Segmentation data
━━━━
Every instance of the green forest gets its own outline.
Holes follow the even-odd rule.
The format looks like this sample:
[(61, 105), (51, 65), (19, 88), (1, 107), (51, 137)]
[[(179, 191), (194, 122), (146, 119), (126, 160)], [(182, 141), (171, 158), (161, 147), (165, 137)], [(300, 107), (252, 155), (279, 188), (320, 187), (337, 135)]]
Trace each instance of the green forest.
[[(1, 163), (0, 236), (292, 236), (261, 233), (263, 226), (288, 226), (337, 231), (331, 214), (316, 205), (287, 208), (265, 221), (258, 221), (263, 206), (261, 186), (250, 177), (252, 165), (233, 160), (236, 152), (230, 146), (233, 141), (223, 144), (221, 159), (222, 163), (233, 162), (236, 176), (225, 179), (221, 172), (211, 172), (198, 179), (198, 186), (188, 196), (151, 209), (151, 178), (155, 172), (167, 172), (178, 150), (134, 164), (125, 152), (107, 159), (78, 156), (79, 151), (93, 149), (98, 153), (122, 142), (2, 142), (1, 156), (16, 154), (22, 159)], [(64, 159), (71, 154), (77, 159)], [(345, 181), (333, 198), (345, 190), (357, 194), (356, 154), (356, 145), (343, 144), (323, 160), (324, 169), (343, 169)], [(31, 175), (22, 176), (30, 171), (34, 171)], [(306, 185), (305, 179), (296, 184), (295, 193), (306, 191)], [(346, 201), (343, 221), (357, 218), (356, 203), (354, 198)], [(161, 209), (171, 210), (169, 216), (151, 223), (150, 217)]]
━━━━
*Written instruction:* Reproduce the listing above word for word, keeping every line as it appears.

*Output of the exercise:*
Every instance of the green forest gets its own outline.
Holes follow the even-odd rule.
The format looks like this sample:
[(61, 105), (51, 65), (19, 88), (1, 107), (51, 137)]
[[(179, 191), (194, 122), (146, 119), (126, 160)], [(182, 141), (171, 158), (161, 147), (165, 137)], [(300, 107), (252, 155), (279, 188), (320, 187), (337, 135)]]
Trace each instance of the green forest.
[[(1, 163), (0, 236), (292, 236), (261, 233), (263, 226), (288, 226), (337, 231), (331, 214), (316, 205), (287, 208), (265, 221), (258, 221), (263, 206), (261, 186), (250, 177), (252, 165), (233, 160), (236, 152), (230, 146), (233, 141), (223, 144), (221, 159), (222, 163), (233, 162), (236, 176), (225, 179), (221, 172), (211, 172), (198, 179), (198, 186), (188, 196), (151, 209), (151, 178), (155, 172), (167, 172), (178, 150), (134, 164), (125, 152), (107, 159), (78, 156), (79, 151), (93, 149), (98, 153), (122, 142), (2, 142), (1, 156), (16, 154), (22, 159)], [(64, 159), (71, 154), (77, 159)], [(345, 181), (333, 198), (345, 190), (357, 194), (356, 154), (356, 145), (343, 144), (323, 160), (324, 169), (343, 169)], [(31, 175), (22, 176), (30, 171), (34, 171)], [(306, 185), (305, 179), (296, 184), (295, 193), (306, 191)], [(346, 201), (343, 221), (357, 218), (356, 203), (354, 198)], [(161, 209), (171, 210), (169, 216), (151, 223), (150, 217)]]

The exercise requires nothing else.